The Government’s decision to remove VAT from bottled water and juice of unspecified packaging is incomprehensible, given that water and juice sold in plastic bottles are luxuries for many on the economic margin and environmentally disastrous.
Just a few weeks ago, the scope of the problem was blatant when flood waters rushing down from the St Ann’s hills swept through the city, dumping massive loads of single-use plastic bottles onto East Port of Spain and South Quay. Elsewhere, carelessly discarded plastic water bottles choke river courses, canals and drains, and disrupt the natural flow of water out to the sea. Plastic bottles are also a nightmare problem at the nation’s landfills where, according to the experts, each bottle can take up to 1,000 years to decompose.
Trinidad and Tobago cannot be serious about pursuing a climate change agenda and still continue to give the plastic bottled water industry the benefit of a tax break. For, make no mistake about it, the removal of VAT on bottled water makes it cheaper and therefore more attractive to the consumer. Given the obvious contradiction between this measure and the environmental agenda to which the Government claims to subscribe, we look forward to hearing what Planning Minister Camille Robinson-Regis has to say about the removal of VAT on bottled water when she joins the budget debate.
The Government has so far shown a complete lack of muscle and commitment in dealing with the environmental impact of the beverage industry’s operations. There can be no good explanation for why the Beverage Container Bill 2012 is yet to see the light of day. It has been 21 years since the country decided that it was necessary to legislate against plastic bottle pollution. It took 12 years to draft the law which has now been sitting around for nine years.

********

**WHAT TO DO**
1) In the bottled water text, condense the paragraph that begins "The Government has so far shown" into a short bulleted list that keeps its main facts.
2) Retype everything in the bottled water text from "The Government’s decision" down to "years to decompose.", without any changes.

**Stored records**

********

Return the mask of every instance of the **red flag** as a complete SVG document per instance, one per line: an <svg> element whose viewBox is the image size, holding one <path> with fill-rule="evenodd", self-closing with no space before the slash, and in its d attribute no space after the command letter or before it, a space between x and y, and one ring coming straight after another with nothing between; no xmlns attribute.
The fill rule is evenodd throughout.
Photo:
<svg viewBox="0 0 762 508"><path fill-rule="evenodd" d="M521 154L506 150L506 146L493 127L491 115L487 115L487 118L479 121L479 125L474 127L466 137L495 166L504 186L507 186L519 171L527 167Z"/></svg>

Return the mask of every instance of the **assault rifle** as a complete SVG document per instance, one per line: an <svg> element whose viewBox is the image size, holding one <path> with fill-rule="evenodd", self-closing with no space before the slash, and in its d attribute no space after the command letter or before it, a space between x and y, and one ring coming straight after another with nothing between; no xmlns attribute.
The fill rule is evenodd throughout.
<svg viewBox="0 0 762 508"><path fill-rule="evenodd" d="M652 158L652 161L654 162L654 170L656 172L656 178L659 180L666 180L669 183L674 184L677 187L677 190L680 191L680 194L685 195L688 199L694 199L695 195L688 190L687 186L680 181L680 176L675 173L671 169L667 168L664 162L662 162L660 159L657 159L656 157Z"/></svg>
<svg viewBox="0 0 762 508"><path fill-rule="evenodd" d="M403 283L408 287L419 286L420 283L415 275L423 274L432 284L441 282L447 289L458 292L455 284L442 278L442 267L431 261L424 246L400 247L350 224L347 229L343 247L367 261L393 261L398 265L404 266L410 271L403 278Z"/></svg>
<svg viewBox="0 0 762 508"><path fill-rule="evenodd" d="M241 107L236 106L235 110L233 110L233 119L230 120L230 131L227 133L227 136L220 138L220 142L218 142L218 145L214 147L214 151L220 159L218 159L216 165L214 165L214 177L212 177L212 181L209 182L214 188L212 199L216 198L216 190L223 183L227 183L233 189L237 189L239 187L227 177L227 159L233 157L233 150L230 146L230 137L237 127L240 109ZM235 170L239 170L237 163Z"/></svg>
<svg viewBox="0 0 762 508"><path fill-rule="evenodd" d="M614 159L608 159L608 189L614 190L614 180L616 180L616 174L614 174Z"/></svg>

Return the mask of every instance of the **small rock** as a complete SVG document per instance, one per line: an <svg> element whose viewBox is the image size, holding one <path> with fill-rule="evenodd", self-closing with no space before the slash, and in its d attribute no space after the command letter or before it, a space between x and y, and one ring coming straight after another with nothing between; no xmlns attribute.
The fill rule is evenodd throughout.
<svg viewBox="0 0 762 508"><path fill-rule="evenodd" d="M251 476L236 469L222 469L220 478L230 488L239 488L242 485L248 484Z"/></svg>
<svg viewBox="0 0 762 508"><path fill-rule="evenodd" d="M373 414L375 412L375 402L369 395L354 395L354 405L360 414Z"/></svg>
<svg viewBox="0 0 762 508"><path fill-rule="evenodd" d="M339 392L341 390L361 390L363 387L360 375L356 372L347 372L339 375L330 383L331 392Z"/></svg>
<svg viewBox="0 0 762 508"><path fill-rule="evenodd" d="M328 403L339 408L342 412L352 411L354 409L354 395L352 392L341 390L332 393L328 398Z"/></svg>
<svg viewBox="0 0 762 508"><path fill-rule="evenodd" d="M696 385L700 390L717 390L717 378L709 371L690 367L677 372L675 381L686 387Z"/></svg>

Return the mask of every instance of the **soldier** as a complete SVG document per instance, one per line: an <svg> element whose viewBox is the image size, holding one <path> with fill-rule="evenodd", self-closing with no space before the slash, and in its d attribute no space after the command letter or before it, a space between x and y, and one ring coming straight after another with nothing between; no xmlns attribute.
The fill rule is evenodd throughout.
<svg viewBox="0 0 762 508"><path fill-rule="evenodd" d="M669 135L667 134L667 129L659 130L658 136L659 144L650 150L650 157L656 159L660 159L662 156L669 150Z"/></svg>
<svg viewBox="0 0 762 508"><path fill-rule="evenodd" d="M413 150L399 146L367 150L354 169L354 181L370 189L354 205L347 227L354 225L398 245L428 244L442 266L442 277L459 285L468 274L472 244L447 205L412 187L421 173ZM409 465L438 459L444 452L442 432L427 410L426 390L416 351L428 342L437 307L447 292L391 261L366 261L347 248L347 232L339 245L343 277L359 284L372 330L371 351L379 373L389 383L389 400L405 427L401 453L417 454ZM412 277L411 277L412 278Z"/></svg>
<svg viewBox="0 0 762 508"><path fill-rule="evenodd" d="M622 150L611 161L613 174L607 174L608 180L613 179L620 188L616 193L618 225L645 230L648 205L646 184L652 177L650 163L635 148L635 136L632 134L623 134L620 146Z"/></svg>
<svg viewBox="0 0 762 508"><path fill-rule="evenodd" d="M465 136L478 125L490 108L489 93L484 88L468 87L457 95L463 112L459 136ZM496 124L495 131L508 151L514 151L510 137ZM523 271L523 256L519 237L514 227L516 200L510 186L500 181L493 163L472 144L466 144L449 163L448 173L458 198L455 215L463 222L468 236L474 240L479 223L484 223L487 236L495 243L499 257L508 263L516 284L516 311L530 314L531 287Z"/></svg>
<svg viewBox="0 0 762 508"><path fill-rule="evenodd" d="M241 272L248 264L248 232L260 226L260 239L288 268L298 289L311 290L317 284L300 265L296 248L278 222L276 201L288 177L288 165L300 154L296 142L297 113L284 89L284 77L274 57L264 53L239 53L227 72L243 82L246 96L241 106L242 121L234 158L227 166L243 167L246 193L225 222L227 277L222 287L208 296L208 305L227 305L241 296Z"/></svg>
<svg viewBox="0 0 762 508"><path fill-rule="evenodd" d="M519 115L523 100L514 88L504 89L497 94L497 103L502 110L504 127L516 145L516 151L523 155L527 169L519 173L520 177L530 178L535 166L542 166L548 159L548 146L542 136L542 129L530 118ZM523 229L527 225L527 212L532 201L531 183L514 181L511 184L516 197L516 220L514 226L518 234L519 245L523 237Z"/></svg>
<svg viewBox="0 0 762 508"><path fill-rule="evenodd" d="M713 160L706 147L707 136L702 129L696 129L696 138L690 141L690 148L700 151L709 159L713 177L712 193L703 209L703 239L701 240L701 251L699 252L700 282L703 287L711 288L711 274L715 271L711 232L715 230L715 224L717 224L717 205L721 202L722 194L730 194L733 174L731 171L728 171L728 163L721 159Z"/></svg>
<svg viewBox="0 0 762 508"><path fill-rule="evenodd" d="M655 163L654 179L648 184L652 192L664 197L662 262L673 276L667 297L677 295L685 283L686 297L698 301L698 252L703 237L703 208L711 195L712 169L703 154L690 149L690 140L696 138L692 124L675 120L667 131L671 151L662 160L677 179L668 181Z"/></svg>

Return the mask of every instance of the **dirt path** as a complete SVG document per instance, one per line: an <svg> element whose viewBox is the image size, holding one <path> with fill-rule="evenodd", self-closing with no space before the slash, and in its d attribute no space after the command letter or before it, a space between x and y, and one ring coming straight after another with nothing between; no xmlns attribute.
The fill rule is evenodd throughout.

********

**YOUR RESPONSES**
1)
- The Government has shown no muscle or commitment in dealing with the environmental impact of the beverage industry.
- The Beverage Container Bill 2012 has still not seen the light of day.
- The country decided 21 years ago that legislation against plastic bottle pollution was necessary.
- Drafting the law took 12 years, and it has now been sitting around for nine years.

2)
The Government’s decision to remove VAT from bottled water and juice of unspecified packaging is incomprehensible, given that water and juice sold in plastic bottles are luxuries for many on the economic margin and environmentally disastrous.
Just a few weeks ago, the scope of the problem was blatant when flood waters rushing down from the St Ann’s hills swept through the city, dumping massive loads of single-use plastic bottles onto East Port of Spain and South Quay. Elsewhere, carelessly discarded plastic water bottles choke river courses, canals and drains, and disrupt the natural flow of water out to the sea. Plastic bottles are also a nightmare problem at the nation’s landfills where, according to the experts, each bottle can take up to 1,000 years to decompose.